Stored data
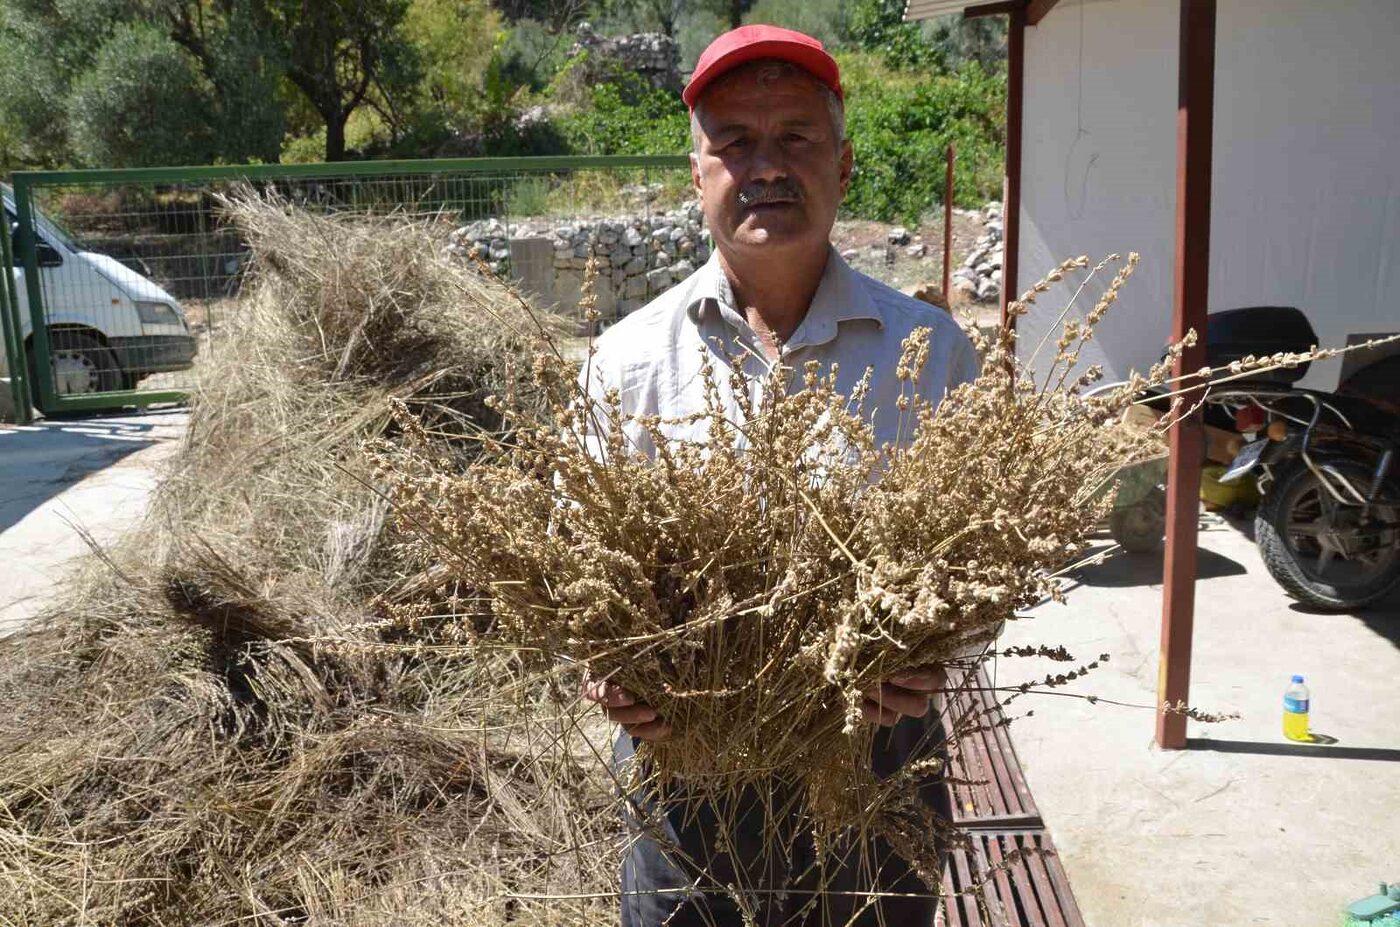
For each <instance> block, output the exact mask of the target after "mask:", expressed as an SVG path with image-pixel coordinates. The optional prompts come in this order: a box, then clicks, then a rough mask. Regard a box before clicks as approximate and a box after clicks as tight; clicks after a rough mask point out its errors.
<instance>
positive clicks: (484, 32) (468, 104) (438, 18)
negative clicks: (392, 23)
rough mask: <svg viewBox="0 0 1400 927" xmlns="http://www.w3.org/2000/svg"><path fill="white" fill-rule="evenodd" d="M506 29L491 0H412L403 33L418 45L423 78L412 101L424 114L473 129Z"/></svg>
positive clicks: (407, 37) (446, 126)
mask: <svg viewBox="0 0 1400 927" xmlns="http://www.w3.org/2000/svg"><path fill="white" fill-rule="evenodd" d="M500 31H501V20H500V15H498V14H497V13H496V11H494V10H493V8H491V6H490V3H487V0H412V1H410V4H409V10H407V14H406V17H405V21H403V38H405V41H407V42H409V43H410V45H412V46H413V48H414V49H416V50H417V56H419V63H420V69H421V70H420V80H419V85H417V92H416V95H414V98H413V99H412V104H413V105H414V108H416V109H417V111H419V112H417V118H419V119H428V120H441V122H442V125H444V127H445V129H448V130H451V132H465V130H468V129H469V127H470V126H472V123H473V120H475V119H476V118H477V115H479V112H480V106H482V87H483V84H484V81H486V73H487V69H489V67H490V66H491V57H493V53H494V50H496V46H497V38H498V35H500Z"/></svg>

__Your instructions__. Only lines containing "rough" belong in the answer; copy every such line from the records.

__Written reply__.
For each <instance> block, output the exact mask of the target after "mask:", expressed as an SVG path with image-pixel coordinates. The optional prompts come in this order: a box, then clicks, then a rough mask. Regard a box before clicks as approximate and a box after clicks as tight; clicks after a rough mask point out its errors.
rough mask: <svg viewBox="0 0 1400 927" xmlns="http://www.w3.org/2000/svg"><path fill="white" fill-rule="evenodd" d="M506 29L491 0H412L403 33L418 45L423 78L412 101L424 114L473 129Z"/></svg>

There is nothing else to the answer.